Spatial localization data
↓↓↓
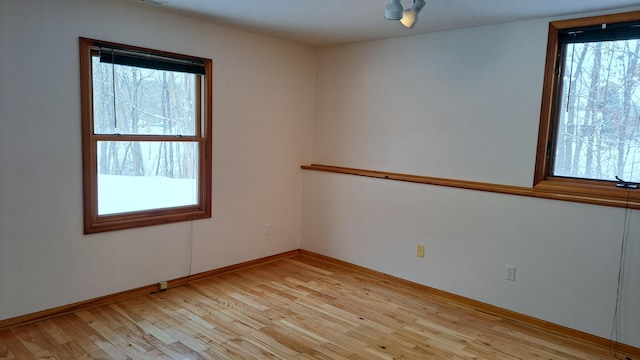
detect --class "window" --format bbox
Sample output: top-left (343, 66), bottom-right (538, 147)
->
top-left (534, 12), bottom-right (640, 207)
top-left (80, 38), bottom-right (212, 233)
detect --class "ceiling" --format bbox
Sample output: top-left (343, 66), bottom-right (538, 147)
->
top-left (128, 0), bottom-right (640, 46)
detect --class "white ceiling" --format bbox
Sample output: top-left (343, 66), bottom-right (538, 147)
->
top-left (128, 0), bottom-right (640, 46)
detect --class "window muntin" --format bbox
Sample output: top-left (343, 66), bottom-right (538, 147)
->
top-left (80, 38), bottom-right (212, 233)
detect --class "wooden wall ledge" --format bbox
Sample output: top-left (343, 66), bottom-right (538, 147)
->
top-left (301, 164), bottom-right (640, 210)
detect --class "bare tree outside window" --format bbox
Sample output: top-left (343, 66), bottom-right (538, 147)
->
top-left (553, 39), bottom-right (640, 182)
top-left (92, 60), bottom-right (200, 215)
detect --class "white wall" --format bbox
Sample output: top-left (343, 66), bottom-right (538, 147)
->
top-left (303, 16), bottom-right (640, 346)
top-left (0, 0), bottom-right (315, 320)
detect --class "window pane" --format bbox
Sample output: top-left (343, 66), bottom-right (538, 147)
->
top-left (92, 56), bottom-right (197, 136)
top-left (553, 40), bottom-right (640, 182)
top-left (97, 141), bottom-right (199, 215)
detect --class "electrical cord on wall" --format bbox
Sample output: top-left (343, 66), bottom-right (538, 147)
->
top-left (609, 119), bottom-right (639, 360)
top-left (609, 187), bottom-right (632, 360)
top-left (186, 133), bottom-right (196, 284)
top-left (187, 206), bottom-right (194, 280)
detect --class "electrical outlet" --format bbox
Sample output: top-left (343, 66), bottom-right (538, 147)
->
↑↑↑
▶ Exercise objective
Go through the entries and copy every line that has "detect".

▶ Written solution
detect --class "window" --format bbox
detect --class "ceiling" --format bbox
detect --class "white ceiling" --format bbox
detect --class "window muntin" --format bbox
detect --class "wooden wall ledge" --format bbox
detect --class "bare tree outside window" --format bbox
detect --class "white wall" --format bbox
detect --class "window pane" --format bbox
detect --class "electrical cord on wall" --format bbox
detect --class "electrical outlet" --format bbox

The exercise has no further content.